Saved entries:
Content starts
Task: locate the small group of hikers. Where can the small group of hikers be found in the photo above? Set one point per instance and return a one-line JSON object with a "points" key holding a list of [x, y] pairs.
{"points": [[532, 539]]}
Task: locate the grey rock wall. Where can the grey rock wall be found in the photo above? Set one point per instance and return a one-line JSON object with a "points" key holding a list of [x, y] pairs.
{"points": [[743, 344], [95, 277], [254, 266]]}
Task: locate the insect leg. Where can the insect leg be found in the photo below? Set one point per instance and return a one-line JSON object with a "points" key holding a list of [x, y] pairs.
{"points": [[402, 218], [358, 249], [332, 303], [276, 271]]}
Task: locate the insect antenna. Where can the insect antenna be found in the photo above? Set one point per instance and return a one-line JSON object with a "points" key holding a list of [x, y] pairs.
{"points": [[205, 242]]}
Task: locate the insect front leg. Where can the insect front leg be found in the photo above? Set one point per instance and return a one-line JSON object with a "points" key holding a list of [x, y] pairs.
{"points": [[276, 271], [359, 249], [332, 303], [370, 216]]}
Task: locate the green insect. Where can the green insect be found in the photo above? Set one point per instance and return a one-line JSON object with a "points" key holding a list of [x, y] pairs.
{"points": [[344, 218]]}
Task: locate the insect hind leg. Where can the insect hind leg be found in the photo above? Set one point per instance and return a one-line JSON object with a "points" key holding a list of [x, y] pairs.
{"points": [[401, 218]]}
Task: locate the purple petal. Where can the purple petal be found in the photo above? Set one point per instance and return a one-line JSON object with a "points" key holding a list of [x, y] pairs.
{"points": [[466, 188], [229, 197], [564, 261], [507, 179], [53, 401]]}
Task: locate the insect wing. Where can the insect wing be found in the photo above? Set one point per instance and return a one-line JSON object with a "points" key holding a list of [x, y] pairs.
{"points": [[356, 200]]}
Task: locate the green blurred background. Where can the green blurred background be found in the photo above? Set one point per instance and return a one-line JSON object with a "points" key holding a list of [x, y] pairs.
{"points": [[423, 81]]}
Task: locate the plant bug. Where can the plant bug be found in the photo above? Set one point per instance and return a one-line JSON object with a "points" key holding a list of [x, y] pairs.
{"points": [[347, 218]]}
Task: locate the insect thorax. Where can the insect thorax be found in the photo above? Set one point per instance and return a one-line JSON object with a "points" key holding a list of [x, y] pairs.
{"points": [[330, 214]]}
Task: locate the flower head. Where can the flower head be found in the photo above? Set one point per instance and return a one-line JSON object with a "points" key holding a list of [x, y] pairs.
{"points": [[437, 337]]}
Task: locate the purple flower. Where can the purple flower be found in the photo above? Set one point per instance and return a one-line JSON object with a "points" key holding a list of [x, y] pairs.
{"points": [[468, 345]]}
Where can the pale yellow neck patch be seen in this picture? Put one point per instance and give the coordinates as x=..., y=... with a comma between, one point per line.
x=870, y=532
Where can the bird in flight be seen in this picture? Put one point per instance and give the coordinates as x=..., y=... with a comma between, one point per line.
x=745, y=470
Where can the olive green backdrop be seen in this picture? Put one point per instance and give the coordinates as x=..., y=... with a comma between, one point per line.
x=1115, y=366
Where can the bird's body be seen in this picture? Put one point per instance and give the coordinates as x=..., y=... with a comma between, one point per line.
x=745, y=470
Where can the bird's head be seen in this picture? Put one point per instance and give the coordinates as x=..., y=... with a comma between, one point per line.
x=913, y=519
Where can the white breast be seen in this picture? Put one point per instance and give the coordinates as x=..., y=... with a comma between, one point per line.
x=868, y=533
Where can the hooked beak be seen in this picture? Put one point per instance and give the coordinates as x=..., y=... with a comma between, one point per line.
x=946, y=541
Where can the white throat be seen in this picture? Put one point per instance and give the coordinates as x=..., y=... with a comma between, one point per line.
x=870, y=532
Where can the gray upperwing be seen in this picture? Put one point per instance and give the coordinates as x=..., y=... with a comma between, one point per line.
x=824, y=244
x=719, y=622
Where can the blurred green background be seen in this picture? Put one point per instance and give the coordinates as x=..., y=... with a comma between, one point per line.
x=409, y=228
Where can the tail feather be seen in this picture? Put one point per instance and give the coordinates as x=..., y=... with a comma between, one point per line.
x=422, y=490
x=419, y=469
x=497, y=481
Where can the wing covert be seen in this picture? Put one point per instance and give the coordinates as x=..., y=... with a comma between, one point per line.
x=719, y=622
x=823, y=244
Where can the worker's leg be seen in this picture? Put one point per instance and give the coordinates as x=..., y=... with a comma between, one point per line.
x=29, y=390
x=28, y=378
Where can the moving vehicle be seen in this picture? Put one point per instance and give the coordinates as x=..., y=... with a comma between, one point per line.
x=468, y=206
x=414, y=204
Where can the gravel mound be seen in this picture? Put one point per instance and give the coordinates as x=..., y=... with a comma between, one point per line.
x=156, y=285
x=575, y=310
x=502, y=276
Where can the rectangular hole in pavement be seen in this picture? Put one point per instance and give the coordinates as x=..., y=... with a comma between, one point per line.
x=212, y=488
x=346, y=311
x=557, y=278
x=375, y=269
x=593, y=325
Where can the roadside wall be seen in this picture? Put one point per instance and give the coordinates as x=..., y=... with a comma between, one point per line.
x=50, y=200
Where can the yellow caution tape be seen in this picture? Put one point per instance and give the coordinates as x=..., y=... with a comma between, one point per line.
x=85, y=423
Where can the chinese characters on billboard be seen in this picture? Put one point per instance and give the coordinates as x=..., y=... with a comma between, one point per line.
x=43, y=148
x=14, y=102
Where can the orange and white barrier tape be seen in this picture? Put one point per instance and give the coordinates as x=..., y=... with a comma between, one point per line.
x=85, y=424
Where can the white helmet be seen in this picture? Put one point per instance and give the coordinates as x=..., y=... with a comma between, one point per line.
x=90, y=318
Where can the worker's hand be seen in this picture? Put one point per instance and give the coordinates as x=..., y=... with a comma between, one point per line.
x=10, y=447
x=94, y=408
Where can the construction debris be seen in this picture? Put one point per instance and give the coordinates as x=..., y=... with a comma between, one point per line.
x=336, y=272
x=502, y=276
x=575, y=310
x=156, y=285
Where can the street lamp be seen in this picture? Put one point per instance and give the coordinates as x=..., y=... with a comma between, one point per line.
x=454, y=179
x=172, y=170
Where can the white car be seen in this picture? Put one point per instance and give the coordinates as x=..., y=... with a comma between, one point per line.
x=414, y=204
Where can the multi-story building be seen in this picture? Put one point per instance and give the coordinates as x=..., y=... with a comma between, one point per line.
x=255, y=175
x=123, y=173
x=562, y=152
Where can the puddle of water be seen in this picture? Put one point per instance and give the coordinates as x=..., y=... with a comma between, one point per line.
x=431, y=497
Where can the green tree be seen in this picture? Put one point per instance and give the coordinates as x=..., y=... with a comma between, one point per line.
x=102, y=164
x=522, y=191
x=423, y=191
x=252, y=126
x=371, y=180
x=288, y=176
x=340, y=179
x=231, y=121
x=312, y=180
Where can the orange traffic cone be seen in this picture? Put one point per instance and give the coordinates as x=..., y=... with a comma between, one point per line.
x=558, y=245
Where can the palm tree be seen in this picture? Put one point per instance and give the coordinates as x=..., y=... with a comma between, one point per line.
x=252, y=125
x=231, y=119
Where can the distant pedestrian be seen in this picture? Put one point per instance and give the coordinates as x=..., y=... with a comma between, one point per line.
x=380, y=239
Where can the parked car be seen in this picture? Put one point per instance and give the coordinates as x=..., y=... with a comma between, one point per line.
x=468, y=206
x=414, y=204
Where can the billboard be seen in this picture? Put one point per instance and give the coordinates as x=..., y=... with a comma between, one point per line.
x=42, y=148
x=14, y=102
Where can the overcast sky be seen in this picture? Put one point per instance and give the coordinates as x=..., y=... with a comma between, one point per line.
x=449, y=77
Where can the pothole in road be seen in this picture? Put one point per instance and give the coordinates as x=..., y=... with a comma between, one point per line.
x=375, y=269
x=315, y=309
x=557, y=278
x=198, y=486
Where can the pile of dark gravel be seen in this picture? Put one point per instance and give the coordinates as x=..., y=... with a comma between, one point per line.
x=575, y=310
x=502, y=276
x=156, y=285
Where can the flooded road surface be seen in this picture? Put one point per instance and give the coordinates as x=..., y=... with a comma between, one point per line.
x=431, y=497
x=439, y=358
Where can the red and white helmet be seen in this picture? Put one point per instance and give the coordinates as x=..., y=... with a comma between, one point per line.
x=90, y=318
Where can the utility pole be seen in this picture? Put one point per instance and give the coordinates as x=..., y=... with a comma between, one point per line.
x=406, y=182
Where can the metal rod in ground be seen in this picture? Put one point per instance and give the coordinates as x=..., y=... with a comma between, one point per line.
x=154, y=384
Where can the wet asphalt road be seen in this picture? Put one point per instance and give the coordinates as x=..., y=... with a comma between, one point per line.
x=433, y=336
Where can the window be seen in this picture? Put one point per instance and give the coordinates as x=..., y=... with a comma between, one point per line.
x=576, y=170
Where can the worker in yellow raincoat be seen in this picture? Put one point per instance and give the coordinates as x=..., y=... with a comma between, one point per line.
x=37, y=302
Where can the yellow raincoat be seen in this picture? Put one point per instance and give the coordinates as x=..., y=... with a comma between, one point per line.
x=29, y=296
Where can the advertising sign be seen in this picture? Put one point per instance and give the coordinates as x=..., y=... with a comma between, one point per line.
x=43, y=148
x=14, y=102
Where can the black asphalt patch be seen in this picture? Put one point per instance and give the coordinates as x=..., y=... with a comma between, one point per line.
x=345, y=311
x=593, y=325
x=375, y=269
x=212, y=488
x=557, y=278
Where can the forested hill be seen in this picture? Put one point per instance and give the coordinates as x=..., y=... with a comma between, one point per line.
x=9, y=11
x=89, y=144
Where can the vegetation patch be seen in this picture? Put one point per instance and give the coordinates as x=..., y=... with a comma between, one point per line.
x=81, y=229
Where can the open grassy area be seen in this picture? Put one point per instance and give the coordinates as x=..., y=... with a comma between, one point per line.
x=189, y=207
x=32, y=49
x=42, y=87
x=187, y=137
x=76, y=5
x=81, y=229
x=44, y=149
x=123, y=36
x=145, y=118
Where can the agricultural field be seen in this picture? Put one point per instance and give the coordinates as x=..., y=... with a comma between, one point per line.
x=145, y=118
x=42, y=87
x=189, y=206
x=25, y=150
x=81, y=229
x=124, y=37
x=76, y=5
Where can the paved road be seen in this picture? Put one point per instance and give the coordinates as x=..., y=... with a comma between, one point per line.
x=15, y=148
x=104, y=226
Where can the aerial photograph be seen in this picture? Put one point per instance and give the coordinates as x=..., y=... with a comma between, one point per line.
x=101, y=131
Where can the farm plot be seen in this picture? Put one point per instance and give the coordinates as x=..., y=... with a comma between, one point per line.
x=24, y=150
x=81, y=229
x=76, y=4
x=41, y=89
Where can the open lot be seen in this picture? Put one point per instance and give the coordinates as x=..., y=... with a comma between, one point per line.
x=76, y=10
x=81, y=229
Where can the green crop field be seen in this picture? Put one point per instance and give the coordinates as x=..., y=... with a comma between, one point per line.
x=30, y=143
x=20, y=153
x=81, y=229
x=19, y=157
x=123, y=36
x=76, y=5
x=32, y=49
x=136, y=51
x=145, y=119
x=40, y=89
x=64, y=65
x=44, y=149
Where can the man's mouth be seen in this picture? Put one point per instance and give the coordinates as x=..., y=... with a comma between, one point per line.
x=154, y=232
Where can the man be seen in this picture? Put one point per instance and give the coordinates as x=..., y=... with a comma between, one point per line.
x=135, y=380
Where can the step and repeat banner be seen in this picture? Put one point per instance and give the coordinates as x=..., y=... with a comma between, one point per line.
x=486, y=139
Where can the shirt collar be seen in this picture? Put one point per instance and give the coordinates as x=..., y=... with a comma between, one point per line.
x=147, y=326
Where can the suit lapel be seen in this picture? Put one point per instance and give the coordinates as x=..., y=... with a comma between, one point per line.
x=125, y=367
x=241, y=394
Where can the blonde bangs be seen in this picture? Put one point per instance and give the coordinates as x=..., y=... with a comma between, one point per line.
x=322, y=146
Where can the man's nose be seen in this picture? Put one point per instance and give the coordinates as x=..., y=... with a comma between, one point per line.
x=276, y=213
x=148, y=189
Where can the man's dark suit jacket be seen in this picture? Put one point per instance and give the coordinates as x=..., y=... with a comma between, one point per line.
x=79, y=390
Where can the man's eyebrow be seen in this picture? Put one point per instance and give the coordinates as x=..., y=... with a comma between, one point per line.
Content ends
*Task details*. Find the line containing "Where can the man be" in the data above. Please transcribe it and every line after it, exactly.

*Solved problem*.
Where can the man be seen in this picture? Put one point per instance and give the coordinates as x=..., y=... with a comma between, one point per line.
x=135, y=380
Where can the step and repeat banner be seen in this picture? Put one point per instance and give the coordinates as x=..., y=... with a comma between, one point per line.
x=486, y=139
Where can the shirt collar be seen in this picture? Put one point per instance and give the coordinates as x=..., y=... with a comma between, one point per line.
x=147, y=326
Where can the suit lapel be seen in this picture? Put one point per instance and give the coordinates as x=..., y=... with a comma between, one point per line.
x=125, y=367
x=241, y=394
Where can the blonde bangs be seen in this picture? Put one point per instance and give the coordinates as x=..., y=... with a comma between, one point per line.
x=322, y=146
Where can the man's nose be seen in this picture? Put one point per instance and give the coordinates as x=..., y=... with a comma between, one point per line.
x=276, y=213
x=148, y=189
Where can the man's dark suit jacket be seen in this picture? Put one point per instance and give the coordinates as x=..., y=... with a comma between, one point per line.
x=79, y=390
Where can the man's eyebrow be seen in this picture? Put one point per instance and give the coordinates as x=..., y=... with a comma between, one point per line.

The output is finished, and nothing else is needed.